Selected text:
:::::

Last update: 31 Jan 2026 09:32
First version: Before 17 December 2004; fixed link rot and added a few paragraphs of auto-archaeology, 30 January 2026

Since the early 1990s, some people have gotten very excited about the idea that dynamical systems theory can be used to model cognitive processes. As somebody trained in nonlinear dynamics, I applaud this development, since, if successful, it will enhance my material and academic prospects. Sadly, when they do things like purporting to explain decision-making with a low (8) dimensional model with no noise, I grow deeply suspicious. Worse, many of these same people believe that dynamics gives them an account of cognition which is incompatible with traditional models, whether of the (Newell-Simon) symbol-processing or connectionist sort, and in fact one which is fundamentally non-computational. As somebody trained in the symbolic aspects of nonlinear dynamics, and who uses that math to study the intrinsic computation carried out by dynamical systems, I have to wonder what they're talking about.

To do: Find something interesting to say about this by December, when abstracts are due for the Potsdam workshop on Dynamical Systems Approaches to Language and Symbol Grounding. Update, December 2005: Well, I don't know if what I found to say was interesting, but you can read the abstract here.

Post-script, 30 January 2026

Let me try to rephrase where I ended up when I stopped paying much attention to this, around 2005. This involves a certain of guesswork based on my Potsdam slides. It is also, transparently, the ideas of my mentors, plus a little bit of "What Is a Macrostate?".

:::::

Data shown:
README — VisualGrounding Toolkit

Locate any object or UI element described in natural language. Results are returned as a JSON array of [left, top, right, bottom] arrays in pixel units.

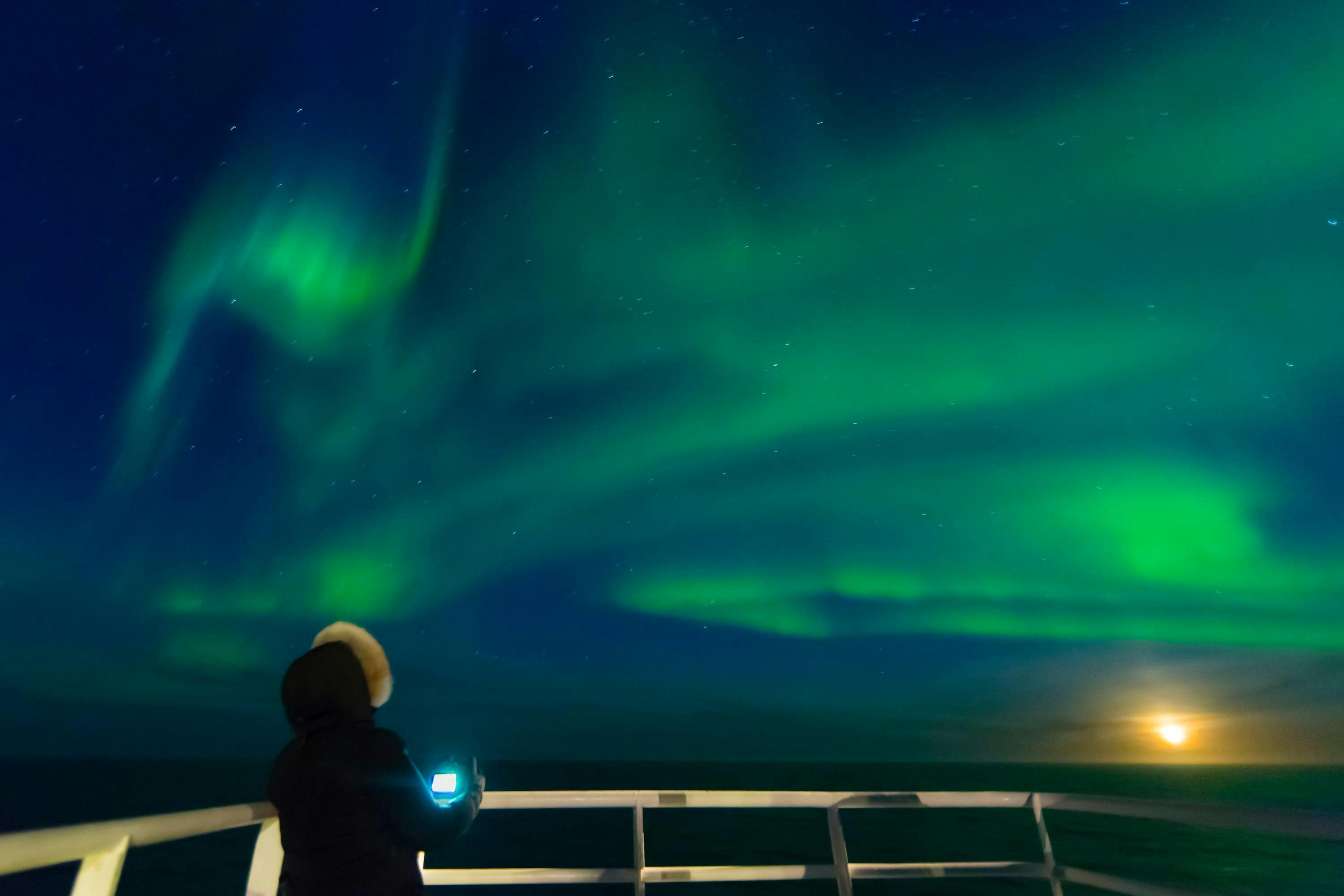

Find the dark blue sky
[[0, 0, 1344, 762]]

:::::

Problem set:
A - According to the text on dynamical systems and cognition, what kind of model do some people use when purporting to explain decision-making?
B - Summarize the text on dynamical systems and cognition in two sentences.
C - Write out word for word the passage of the text on dynamical systems and cognition that runs from "To do: Find" to "the abstract here.".
You will not need the listing.

The replies:
A - A low-dimensional (8-dimensional) model with no noise.

B - Since the early 1990s, some people have been excited by the idea that dynamical systems theory can model cognitive processes, and the writer, trained in nonlinear dynamics, welcomes this but grows suspicious of efforts such as explaining decision-making with a low-dimensional, noise-free model. The writer also questions the belief that dynamics yields an account of cognition that is incompatible with symbol-processing or connectionist models and fundamentally non-computational, since the writer uses the mathematics of dynamics to study the intrinsic computation carried out by dynamical systems.

C -
To do: Find something interesting to say about this by December, when abstracts are due for the Potsdam workshop on Dynamical Systems Approaches to Language and Symbol Grounding. Update, December 2005: Well, I don't know if what I found to say was interesting, but you can read the abstract here.